## Task prompt
Quote word for word the lines of the data below from the line containing "Mark each instance of the asphalt" through the line containing "x=875 y=620", including both, and nothing else.
_ _ _ _ _ _ _
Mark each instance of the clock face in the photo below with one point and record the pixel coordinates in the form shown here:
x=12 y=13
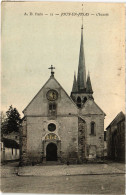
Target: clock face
x=52 y=95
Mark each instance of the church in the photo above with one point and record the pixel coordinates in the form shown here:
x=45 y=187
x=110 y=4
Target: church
x=62 y=128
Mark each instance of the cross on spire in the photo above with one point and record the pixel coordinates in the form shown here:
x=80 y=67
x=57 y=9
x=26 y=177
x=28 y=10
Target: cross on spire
x=52 y=72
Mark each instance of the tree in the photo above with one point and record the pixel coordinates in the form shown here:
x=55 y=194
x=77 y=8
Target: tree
x=12 y=122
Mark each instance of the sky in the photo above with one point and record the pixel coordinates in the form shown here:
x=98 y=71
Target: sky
x=32 y=41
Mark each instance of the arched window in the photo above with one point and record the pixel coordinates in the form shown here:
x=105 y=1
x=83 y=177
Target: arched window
x=52 y=108
x=92 y=128
x=79 y=102
x=85 y=99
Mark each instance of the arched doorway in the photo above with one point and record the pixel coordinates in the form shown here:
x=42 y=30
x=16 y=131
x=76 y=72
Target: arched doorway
x=51 y=152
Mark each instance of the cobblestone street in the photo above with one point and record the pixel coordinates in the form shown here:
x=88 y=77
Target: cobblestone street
x=67 y=184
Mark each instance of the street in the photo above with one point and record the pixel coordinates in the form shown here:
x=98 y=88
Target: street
x=74 y=184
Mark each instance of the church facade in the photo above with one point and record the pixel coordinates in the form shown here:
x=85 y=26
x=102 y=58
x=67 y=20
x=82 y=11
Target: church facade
x=63 y=128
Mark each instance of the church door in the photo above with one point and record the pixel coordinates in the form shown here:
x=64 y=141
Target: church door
x=51 y=152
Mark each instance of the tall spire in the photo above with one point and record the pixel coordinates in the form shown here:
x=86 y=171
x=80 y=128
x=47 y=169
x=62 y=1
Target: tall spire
x=89 y=87
x=74 y=88
x=81 y=78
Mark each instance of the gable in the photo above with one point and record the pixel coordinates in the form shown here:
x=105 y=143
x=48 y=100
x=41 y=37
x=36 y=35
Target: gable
x=39 y=104
x=90 y=107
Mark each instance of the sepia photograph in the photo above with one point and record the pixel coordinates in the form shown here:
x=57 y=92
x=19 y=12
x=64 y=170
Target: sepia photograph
x=63 y=98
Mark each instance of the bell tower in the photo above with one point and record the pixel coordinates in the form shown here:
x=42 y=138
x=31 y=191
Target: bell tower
x=82 y=88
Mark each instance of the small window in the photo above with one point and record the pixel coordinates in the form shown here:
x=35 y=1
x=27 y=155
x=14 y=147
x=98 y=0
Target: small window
x=52 y=108
x=92 y=128
x=51 y=127
x=79 y=102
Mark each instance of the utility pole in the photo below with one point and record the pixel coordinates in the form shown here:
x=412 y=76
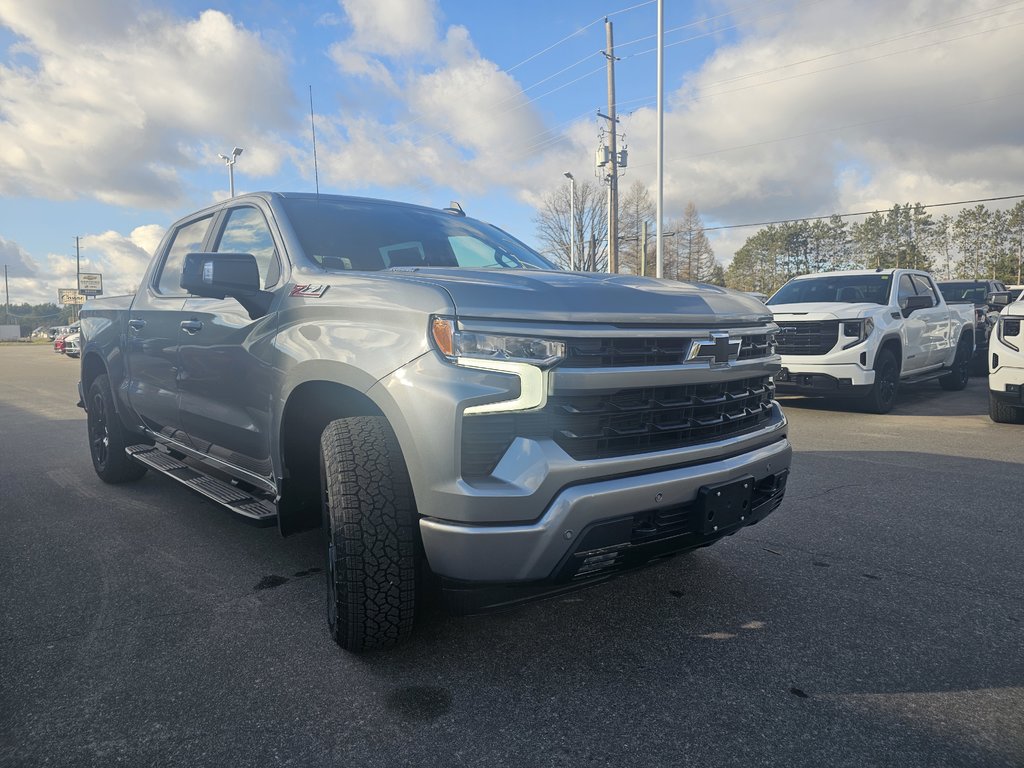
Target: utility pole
x=643 y=249
x=78 y=274
x=659 y=237
x=609 y=54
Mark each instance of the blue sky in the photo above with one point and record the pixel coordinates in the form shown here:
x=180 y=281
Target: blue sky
x=112 y=114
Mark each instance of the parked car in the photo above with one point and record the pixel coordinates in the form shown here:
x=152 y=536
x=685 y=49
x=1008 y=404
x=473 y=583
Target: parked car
x=60 y=340
x=1006 y=377
x=71 y=346
x=437 y=397
x=864 y=333
x=976 y=292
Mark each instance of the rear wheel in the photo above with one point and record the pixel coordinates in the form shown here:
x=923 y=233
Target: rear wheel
x=882 y=397
x=1003 y=413
x=108 y=437
x=369 y=521
x=960 y=374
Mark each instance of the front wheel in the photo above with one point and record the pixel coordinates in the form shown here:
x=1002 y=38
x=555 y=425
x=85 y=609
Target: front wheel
x=108 y=437
x=958 y=375
x=369 y=521
x=1003 y=413
x=882 y=397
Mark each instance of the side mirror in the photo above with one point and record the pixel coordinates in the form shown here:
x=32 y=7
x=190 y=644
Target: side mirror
x=913 y=303
x=998 y=299
x=217 y=275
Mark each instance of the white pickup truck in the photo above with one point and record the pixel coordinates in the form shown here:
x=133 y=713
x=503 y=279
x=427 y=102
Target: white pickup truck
x=1006 y=358
x=863 y=333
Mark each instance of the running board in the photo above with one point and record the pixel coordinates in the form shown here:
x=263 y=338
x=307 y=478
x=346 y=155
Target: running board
x=254 y=509
x=930 y=376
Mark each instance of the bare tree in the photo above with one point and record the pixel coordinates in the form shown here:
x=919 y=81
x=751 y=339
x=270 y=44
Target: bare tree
x=693 y=258
x=591 y=225
x=637 y=208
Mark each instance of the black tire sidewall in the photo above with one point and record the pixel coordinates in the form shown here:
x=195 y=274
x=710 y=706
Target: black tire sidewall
x=885 y=366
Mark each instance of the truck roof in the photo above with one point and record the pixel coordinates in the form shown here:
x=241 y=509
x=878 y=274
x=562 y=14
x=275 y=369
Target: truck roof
x=861 y=271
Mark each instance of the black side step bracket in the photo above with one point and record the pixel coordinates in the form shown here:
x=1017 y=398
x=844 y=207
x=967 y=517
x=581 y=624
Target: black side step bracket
x=259 y=511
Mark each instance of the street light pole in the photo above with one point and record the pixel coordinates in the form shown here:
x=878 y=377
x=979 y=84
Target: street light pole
x=571 y=179
x=229 y=162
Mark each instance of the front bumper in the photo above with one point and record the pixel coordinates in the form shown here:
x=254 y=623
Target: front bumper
x=595 y=528
x=798 y=376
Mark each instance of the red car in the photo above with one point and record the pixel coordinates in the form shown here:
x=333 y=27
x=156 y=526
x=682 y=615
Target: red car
x=58 y=342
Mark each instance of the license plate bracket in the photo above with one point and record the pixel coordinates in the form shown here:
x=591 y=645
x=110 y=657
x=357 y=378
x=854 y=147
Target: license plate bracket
x=725 y=505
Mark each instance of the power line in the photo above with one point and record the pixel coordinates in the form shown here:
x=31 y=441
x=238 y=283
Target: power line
x=579 y=32
x=858 y=213
x=833 y=129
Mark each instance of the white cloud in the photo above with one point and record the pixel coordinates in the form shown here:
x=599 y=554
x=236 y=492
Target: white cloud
x=888 y=103
x=121 y=259
x=460 y=120
x=392 y=28
x=110 y=101
x=16 y=259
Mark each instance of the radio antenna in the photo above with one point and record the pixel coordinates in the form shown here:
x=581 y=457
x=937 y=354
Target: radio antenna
x=312 y=129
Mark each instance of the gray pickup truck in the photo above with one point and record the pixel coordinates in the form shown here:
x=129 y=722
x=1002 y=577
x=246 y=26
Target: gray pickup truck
x=450 y=408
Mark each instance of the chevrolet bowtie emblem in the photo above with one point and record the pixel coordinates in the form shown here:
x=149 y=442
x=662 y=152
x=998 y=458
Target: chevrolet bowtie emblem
x=719 y=349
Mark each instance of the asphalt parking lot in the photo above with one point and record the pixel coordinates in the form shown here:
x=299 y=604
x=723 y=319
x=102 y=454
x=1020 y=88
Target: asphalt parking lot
x=875 y=620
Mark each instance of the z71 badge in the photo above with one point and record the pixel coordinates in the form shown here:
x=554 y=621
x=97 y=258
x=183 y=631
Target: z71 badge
x=309 y=292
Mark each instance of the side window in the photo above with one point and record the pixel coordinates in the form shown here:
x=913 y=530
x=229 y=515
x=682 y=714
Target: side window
x=247 y=231
x=187 y=240
x=904 y=290
x=925 y=288
x=471 y=252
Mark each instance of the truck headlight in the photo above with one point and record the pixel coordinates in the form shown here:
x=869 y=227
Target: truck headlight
x=854 y=332
x=1009 y=327
x=524 y=356
x=457 y=345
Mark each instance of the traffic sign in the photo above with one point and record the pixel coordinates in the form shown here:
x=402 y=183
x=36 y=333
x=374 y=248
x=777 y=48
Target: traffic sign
x=70 y=296
x=90 y=284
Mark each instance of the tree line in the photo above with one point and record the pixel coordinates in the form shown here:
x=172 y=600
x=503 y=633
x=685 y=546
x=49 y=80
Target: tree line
x=976 y=244
x=687 y=253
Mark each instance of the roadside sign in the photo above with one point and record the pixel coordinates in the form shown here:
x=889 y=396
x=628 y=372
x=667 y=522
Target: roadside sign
x=70 y=296
x=90 y=284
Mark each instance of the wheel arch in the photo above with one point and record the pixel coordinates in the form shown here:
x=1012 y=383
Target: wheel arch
x=308 y=409
x=894 y=345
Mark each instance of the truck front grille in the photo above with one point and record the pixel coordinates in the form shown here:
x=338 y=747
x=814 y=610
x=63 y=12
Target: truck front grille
x=622 y=352
x=807 y=337
x=623 y=423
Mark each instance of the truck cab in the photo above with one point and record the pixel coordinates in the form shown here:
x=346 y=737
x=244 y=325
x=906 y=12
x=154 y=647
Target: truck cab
x=863 y=333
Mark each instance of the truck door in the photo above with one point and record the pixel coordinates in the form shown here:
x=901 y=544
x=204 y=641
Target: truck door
x=226 y=381
x=914 y=354
x=937 y=328
x=152 y=341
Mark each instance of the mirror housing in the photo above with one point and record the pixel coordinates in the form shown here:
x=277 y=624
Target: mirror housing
x=913 y=303
x=218 y=275
x=998 y=299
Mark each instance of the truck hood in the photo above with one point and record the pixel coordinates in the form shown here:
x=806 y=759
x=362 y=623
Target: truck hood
x=825 y=310
x=586 y=297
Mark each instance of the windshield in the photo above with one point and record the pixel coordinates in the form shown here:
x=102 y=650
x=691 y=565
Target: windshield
x=352 y=235
x=843 y=289
x=976 y=293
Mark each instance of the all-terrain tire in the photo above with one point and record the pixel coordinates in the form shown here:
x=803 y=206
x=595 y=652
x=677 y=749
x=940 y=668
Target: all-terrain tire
x=1003 y=413
x=369 y=522
x=960 y=374
x=108 y=437
x=882 y=397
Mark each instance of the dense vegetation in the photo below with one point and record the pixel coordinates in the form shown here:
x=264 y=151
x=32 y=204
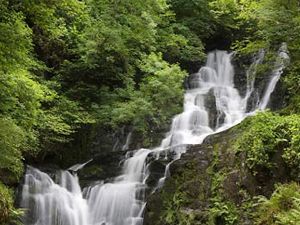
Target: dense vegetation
x=70 y=64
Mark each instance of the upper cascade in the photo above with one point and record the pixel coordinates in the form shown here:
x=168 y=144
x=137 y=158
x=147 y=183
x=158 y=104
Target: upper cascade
x=211 y=104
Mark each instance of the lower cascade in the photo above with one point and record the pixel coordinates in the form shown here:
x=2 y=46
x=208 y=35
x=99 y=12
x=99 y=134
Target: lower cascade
x=211 y=104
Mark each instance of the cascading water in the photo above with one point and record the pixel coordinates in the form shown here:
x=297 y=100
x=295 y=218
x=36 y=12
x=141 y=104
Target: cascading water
x=212 y=104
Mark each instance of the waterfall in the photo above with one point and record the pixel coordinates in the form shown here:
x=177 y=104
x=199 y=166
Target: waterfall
x=211 y=104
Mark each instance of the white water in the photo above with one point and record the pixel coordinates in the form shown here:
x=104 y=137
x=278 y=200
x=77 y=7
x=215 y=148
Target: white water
x=212 y=104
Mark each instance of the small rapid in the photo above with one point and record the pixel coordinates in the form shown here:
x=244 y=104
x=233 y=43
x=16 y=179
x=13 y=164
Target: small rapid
x=211 y=104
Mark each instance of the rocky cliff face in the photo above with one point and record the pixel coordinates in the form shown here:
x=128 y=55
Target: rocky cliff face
x=211 y=184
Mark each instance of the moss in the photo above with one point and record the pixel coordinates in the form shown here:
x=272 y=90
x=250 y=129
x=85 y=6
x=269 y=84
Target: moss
x=8 y=213
x=282 y=208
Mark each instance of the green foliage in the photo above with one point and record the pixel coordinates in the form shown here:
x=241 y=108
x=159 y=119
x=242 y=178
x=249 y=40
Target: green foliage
x=268 y=133
x=158 y=98
x=8 y=214
x=223 y=213
x=283 y=208
x=12 y=141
_ _ _ _ _ _ _
## Exercise output
Mark each instance of the asphalt parking lot in the photo above with one point and record the pixel coordinates in the form shown here:
x=299 y=604
x=723 y=319
x=102 y=454
x=1020 y=88
Target: asphalt parking lot
x=875 y=620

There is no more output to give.